By the time he reached Scotland in 1941, Jankel Adler had been exposed to the Second World War battlefields at their most gruelling. A year earlier, at the age of 45, his long abhorrence of Nazi aggression made him join the Polish Army of the West and train as a gunner. But Adler soon became embroiled in the disaster of the Dunkirk campaign, and he left France with a contingent of Polish soldiers. They came to Glasgow, where a troublesome heart condition saw him demobbed on health grounds. And so he settled for a brief period in this lively and relatively peaceful city, which had become a meeting-place for European immigrants escaping Fascist oppression.
Seated Nude, Legs Crossed
Here, Adler renewed his friendship with Josef Herman, a fellow Polish artist who had moved to Glasgow in 1940. ‘It was with Jankel that I could share my more intimate fears’, Herman recalled later with gratitude. ‘These were years of fears. Both of us were Yiddish-speaking, we were both from Poland, hence we could look into each other’s faces with understanding. In the company of others we were a conspiracy of two.’ Herman’s presence in Glasgow undoubtedly helped Adler recover his strength and resume activity as an artist.

## Given instruction a:
Locate each line in the records that contains the string "license" and copy those lines.
The passage about Jankel Adler and the records have no connection to each other.

## Task data:

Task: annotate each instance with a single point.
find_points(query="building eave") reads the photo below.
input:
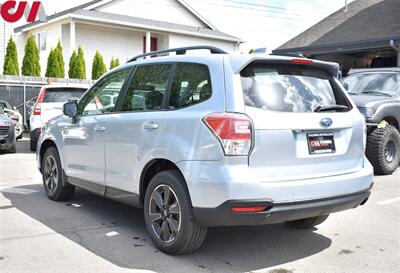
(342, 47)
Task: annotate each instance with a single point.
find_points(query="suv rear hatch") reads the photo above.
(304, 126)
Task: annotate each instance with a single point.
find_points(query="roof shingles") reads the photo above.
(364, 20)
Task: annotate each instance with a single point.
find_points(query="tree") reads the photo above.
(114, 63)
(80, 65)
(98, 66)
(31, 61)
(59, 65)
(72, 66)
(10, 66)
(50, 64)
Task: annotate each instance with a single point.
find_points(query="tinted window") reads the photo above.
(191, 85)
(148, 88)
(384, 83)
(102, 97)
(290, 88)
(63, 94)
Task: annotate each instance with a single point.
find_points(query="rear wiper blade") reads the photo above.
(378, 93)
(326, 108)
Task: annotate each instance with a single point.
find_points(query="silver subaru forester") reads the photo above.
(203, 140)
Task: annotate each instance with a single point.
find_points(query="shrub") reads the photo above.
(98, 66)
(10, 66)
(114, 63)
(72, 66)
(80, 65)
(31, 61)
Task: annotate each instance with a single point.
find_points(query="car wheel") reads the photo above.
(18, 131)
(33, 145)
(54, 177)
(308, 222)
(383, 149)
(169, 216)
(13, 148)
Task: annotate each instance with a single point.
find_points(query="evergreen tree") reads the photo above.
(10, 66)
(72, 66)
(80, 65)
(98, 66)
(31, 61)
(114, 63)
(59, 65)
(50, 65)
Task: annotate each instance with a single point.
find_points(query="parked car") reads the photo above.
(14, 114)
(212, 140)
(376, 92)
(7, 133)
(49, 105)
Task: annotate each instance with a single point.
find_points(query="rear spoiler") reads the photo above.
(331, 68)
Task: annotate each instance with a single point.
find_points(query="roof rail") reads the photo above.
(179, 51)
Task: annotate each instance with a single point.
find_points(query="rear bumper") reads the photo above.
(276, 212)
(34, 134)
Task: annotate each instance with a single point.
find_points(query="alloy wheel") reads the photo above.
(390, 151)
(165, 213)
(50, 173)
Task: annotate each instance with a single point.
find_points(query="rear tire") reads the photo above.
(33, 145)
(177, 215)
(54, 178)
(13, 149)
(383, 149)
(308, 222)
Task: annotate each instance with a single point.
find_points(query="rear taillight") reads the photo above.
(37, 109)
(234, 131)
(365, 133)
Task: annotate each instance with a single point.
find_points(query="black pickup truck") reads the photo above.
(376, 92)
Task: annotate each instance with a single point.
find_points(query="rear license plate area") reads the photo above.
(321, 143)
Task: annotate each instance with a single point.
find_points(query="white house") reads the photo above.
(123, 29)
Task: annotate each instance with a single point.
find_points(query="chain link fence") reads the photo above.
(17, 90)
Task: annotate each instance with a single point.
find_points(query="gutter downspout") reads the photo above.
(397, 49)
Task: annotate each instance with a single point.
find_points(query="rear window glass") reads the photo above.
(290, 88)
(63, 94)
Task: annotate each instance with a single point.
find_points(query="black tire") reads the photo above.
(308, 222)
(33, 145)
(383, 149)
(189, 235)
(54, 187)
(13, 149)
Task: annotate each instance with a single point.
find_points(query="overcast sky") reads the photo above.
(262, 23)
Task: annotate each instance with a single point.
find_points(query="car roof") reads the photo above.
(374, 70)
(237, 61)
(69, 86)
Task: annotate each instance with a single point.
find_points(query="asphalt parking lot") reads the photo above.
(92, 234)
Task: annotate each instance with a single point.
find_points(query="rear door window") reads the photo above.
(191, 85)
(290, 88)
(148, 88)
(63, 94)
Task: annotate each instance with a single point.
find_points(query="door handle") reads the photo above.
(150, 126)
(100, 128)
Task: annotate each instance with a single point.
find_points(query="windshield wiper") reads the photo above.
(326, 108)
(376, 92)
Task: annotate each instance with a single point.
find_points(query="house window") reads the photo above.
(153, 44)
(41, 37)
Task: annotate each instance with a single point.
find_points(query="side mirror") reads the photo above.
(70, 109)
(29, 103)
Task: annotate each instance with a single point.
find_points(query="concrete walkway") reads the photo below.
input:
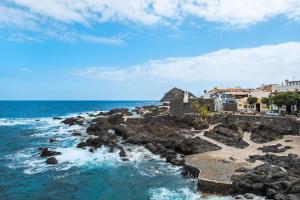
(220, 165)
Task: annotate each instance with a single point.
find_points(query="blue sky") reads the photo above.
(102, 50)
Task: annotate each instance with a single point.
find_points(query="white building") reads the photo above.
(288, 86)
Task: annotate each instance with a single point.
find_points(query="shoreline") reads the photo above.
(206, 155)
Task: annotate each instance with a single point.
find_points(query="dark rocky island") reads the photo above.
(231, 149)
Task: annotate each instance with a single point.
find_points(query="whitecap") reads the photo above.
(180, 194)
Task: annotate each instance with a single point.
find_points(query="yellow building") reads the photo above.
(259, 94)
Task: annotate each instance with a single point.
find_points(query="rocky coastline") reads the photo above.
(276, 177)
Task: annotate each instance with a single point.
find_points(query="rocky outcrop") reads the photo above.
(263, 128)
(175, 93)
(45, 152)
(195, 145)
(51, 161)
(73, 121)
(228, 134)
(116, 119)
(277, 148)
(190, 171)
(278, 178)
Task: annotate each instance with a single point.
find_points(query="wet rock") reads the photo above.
--
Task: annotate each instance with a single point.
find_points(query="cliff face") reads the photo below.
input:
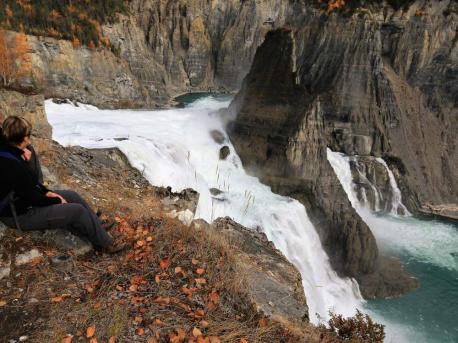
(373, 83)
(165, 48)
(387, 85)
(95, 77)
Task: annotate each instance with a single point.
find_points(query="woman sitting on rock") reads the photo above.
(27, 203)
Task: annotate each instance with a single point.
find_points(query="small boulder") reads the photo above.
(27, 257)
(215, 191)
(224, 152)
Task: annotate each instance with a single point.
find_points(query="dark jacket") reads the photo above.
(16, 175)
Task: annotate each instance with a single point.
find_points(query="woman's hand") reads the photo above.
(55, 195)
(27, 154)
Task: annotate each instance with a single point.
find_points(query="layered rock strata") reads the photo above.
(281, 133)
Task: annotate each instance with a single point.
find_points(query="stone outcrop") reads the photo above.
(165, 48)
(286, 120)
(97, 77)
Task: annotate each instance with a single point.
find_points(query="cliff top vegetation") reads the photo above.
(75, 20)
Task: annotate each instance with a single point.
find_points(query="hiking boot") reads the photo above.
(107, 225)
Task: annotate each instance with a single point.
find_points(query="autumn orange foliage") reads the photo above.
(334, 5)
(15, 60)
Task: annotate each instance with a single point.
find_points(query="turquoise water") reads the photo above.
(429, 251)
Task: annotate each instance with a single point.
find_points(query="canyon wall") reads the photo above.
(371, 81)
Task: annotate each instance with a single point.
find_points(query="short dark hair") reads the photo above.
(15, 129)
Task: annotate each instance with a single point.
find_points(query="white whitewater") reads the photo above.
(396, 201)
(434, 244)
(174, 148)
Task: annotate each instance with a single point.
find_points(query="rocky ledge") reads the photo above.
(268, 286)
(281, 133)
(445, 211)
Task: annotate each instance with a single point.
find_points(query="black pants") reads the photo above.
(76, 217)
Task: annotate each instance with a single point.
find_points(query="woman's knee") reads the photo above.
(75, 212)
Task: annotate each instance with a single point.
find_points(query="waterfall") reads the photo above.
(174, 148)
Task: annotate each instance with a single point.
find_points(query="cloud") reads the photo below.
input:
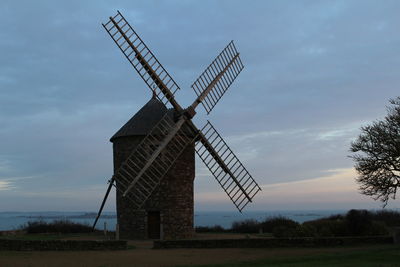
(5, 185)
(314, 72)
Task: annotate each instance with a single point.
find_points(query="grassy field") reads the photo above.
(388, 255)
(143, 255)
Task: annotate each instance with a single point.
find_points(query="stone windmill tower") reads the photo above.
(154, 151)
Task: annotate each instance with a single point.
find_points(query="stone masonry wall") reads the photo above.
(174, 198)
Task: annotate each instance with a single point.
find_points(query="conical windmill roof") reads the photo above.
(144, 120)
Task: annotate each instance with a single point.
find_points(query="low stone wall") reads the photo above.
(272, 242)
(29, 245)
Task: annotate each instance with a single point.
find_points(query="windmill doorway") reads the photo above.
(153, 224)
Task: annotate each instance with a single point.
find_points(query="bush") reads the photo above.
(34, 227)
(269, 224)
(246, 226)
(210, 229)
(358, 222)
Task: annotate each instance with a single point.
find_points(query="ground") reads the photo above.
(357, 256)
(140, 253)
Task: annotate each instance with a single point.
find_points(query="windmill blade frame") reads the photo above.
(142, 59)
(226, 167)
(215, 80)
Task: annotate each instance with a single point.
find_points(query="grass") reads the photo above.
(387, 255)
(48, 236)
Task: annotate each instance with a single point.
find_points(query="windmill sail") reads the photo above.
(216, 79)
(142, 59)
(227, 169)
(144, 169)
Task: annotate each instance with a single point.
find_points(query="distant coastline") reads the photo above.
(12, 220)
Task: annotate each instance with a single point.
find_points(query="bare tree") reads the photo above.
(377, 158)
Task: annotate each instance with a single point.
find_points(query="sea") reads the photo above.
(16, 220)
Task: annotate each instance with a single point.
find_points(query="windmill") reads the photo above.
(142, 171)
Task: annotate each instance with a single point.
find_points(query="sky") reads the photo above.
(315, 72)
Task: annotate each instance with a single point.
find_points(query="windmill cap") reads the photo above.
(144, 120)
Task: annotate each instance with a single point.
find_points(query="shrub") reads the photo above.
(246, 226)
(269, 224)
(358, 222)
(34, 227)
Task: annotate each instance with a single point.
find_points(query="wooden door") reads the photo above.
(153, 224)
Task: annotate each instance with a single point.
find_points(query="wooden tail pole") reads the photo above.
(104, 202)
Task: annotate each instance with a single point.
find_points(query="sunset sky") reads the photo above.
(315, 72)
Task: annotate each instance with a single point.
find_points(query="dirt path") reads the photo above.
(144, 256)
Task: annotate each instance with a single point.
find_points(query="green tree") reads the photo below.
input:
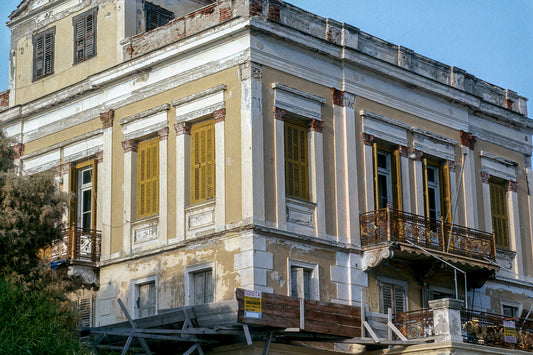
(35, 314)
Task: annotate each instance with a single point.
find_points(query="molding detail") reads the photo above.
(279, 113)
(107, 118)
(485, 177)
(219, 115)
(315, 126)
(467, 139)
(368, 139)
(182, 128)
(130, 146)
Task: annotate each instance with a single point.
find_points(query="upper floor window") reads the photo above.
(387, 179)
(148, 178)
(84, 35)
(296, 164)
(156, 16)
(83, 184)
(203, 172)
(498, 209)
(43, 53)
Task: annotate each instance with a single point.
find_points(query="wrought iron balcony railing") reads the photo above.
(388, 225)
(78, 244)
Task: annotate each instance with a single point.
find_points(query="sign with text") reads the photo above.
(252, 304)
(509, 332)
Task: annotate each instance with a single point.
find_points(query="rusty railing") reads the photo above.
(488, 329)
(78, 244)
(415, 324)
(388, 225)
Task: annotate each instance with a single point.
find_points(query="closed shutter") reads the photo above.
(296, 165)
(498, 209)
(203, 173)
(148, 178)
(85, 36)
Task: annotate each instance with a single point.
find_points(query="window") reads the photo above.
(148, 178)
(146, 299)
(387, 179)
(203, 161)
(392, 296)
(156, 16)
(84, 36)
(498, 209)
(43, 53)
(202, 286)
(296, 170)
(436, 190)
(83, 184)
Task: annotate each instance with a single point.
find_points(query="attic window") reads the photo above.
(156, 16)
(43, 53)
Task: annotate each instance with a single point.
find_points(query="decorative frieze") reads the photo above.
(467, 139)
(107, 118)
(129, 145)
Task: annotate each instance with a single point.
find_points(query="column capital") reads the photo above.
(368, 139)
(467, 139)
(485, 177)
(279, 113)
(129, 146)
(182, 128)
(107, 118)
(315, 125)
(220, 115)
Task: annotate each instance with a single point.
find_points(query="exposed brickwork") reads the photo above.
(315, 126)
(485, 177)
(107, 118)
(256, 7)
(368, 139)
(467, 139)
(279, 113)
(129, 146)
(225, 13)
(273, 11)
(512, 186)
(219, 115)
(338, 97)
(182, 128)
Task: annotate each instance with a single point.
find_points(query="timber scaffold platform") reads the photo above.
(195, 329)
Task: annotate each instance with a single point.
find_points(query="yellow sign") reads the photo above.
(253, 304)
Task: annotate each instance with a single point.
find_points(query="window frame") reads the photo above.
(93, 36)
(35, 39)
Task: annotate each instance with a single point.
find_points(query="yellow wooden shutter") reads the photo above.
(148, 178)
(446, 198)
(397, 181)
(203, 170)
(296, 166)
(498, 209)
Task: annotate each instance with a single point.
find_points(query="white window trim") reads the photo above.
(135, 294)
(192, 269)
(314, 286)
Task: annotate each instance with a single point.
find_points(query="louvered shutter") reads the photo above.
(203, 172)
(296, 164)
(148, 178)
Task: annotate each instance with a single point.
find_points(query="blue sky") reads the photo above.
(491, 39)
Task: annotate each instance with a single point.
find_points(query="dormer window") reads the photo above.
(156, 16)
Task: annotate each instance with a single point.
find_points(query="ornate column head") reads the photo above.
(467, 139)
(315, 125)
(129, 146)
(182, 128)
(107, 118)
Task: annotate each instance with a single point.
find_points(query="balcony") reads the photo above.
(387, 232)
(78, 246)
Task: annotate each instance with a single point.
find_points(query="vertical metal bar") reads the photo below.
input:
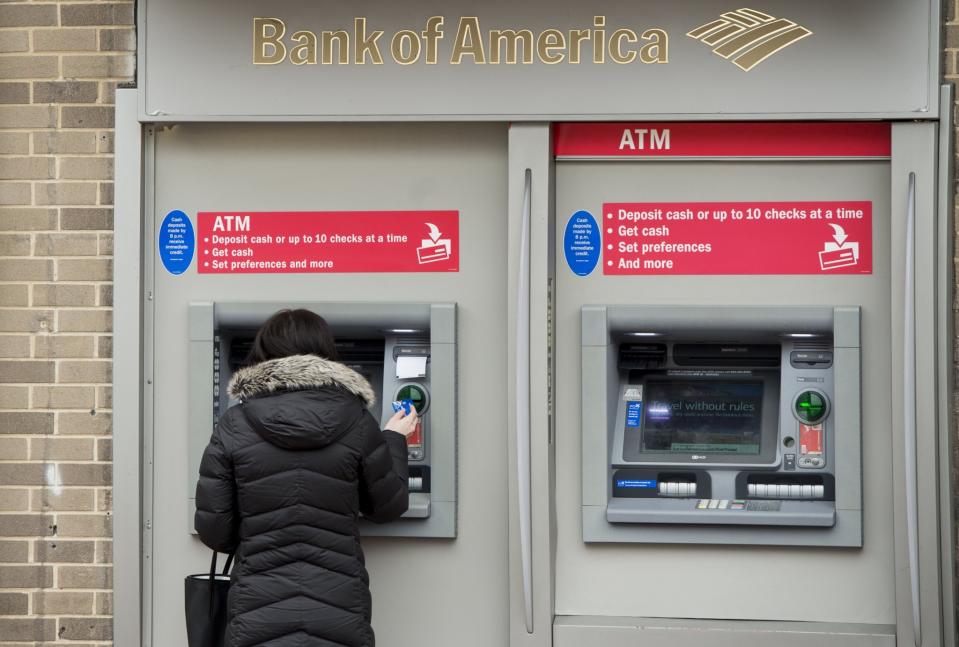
--
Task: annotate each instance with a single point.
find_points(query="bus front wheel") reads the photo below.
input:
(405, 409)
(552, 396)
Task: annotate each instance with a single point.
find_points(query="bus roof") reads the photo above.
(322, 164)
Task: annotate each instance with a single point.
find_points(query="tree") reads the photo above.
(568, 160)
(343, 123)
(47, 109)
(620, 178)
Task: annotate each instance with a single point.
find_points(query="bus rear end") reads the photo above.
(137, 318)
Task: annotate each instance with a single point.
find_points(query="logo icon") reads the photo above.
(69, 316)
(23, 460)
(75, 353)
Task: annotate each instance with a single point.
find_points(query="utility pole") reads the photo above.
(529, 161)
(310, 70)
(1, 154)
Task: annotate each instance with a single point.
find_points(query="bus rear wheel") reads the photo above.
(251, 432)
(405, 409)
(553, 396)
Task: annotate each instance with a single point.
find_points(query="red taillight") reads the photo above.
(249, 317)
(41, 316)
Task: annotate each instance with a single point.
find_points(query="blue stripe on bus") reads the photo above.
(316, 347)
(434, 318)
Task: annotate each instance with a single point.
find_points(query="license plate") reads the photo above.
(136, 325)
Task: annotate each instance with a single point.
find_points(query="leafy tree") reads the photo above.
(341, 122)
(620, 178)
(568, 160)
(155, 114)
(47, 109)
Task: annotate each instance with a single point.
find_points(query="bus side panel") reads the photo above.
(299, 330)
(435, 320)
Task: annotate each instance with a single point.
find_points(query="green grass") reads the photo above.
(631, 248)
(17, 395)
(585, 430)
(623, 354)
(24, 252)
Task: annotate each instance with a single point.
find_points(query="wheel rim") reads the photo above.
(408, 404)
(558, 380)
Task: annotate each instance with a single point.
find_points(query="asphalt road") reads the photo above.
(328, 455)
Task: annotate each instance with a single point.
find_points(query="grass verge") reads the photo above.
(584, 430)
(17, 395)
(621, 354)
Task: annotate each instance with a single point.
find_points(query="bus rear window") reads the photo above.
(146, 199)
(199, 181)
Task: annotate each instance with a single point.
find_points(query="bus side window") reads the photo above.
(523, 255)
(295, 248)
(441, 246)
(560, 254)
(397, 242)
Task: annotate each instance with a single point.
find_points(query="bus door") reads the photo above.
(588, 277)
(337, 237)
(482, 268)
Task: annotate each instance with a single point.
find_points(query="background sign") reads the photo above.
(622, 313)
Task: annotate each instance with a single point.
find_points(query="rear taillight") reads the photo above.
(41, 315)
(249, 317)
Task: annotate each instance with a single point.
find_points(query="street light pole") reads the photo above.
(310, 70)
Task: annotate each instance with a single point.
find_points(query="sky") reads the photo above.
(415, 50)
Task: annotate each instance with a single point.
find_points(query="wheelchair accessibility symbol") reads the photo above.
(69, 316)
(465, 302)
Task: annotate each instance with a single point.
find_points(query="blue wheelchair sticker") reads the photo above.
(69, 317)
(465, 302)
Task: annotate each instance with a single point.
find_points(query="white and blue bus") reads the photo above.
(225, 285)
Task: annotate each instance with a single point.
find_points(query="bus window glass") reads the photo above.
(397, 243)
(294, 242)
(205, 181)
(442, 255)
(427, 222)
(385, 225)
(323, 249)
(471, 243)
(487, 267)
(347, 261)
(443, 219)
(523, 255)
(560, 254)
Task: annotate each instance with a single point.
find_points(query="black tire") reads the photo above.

## Given instruction b:
Retype the passage about Jankel Adler between "Seated Nude, Legs" and "as an artist.", inclusive.

## Reply a:
find_points(query="rear license plate area") reads the photo above.
find_points(query="license plate") reads the photo above.

## Reply b:
Seated Nude, Legs Crossed
Here, Adler renewed his friendship with Josef Herman, a fellow Polish artist who had moved to Glasgow in 1940. ‘It was with Jankel that I could share my more intimate fears’, Herman recalled later with gratitude. ‘These were years of fears. Both of us were Yiddish-speaking, we were both from Poland, hence we could look into each other’s faces with understanding. In the company of others we were a conspiracy of two.’ Herman’s presence in Glasgow undoubtedly helped Adler recover his strength and resume activity as an artist.